TRY IT — Gather each line in the records below that contains the string "mark", and copy those lines out in full.

EXERCISE INPUT —
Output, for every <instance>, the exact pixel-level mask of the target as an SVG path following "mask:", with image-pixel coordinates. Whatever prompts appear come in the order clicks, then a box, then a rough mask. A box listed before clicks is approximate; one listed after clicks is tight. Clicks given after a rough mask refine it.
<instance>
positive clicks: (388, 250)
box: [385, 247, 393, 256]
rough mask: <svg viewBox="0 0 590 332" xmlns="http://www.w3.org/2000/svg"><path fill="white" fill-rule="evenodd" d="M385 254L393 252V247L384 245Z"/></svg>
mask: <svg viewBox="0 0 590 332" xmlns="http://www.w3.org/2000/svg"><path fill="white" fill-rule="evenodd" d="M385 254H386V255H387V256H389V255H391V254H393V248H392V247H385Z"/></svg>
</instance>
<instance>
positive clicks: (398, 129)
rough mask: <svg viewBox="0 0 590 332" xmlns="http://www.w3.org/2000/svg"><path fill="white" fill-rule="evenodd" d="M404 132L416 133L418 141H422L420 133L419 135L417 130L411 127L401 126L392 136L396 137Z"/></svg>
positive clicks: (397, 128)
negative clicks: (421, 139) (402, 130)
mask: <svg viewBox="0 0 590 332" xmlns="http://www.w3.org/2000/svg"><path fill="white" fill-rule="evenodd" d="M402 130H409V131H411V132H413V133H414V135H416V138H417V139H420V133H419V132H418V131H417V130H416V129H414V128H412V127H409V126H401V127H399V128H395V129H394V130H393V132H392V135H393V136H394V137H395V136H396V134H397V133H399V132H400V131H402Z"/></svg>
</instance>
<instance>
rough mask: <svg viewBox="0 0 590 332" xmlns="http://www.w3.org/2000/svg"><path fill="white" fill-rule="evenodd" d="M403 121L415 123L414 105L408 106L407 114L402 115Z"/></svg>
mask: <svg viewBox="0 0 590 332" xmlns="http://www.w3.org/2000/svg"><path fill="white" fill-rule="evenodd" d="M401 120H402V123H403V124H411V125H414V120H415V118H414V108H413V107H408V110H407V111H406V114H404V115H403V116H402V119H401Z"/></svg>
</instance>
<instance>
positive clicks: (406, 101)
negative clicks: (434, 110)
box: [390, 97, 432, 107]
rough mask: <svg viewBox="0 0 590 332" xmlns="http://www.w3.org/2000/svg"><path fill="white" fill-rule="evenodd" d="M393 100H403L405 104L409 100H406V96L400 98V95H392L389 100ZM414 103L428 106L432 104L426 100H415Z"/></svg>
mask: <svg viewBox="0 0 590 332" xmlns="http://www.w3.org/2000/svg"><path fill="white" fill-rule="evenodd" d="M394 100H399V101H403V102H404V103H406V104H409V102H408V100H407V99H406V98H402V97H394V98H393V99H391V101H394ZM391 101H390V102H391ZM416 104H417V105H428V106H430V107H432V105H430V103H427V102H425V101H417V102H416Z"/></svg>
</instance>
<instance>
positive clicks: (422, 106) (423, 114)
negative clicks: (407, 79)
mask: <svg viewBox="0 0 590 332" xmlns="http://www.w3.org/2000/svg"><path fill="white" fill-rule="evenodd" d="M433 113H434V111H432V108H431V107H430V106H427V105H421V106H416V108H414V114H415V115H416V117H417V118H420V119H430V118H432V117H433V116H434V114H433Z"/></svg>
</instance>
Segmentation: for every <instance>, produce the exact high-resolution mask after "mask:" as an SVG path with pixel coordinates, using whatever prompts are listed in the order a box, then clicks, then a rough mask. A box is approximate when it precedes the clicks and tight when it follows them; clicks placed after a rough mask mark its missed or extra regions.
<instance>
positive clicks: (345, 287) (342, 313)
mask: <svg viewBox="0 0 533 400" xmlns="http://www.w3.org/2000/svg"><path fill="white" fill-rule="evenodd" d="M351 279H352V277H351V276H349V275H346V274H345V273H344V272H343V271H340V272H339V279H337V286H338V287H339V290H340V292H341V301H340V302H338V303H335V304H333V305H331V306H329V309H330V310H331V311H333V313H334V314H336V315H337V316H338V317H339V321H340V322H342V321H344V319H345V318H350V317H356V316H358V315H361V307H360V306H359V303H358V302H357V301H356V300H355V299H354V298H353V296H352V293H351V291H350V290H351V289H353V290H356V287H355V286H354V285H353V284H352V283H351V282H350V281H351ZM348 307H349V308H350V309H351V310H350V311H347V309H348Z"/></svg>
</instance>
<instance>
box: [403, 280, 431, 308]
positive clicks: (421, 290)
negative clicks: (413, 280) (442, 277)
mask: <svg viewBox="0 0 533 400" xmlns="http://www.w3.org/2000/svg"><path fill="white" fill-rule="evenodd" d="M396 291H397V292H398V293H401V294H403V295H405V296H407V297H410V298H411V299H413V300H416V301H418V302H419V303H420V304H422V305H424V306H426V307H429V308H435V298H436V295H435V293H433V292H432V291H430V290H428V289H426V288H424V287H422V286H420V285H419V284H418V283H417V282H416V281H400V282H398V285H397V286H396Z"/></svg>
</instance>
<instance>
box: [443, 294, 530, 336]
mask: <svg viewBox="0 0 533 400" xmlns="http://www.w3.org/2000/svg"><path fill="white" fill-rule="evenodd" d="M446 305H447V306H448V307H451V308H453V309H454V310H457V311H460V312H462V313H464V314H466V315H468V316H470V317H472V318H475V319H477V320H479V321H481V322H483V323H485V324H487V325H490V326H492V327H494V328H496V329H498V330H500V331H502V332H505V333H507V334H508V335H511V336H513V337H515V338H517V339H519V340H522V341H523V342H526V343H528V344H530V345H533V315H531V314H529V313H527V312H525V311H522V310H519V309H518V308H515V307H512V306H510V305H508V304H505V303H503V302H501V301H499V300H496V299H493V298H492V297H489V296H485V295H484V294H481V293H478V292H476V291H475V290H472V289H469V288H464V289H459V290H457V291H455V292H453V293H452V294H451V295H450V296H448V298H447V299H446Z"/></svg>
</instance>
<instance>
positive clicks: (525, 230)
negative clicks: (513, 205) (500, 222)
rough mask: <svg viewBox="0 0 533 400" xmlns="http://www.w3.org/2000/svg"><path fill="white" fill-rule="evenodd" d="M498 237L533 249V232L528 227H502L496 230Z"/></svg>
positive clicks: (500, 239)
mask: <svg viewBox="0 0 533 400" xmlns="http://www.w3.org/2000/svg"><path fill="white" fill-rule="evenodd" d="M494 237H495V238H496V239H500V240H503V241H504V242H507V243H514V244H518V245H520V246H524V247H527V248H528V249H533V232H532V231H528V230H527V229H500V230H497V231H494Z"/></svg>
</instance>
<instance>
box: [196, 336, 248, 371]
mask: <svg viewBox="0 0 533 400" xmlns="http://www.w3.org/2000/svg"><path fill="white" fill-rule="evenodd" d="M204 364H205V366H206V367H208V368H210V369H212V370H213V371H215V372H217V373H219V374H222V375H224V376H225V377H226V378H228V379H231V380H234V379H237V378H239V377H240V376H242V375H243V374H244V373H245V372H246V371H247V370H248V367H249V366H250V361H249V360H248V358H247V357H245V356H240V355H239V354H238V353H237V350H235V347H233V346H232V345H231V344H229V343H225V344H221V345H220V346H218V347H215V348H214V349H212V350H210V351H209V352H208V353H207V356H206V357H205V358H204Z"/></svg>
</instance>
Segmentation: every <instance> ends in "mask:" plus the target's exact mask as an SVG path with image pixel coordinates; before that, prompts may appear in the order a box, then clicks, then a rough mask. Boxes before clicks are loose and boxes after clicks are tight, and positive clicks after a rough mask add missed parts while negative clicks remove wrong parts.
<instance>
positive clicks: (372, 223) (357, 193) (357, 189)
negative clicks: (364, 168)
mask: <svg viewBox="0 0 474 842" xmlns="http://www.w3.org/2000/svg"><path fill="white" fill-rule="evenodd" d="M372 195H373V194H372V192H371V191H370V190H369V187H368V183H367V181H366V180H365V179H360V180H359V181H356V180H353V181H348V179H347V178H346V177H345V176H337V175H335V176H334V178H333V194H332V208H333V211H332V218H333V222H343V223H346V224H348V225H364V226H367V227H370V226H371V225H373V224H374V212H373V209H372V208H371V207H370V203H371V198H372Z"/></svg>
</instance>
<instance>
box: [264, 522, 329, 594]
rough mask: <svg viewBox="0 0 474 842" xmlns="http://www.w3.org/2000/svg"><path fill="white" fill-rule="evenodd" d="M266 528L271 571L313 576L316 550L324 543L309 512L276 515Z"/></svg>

SOLUTION TO THIS EXERCISE —
Segmentation: for every <instance>, produce the exact high-resolution mask after "mask:" as an SVG path with pixel coordinates, using whatever prompts are listed in the order a box, then clicks, then a rough mask. A box is approximate when it precedes the clicks and tight when it follows them; clicks placed after a rough mask mark its missed or extra regions.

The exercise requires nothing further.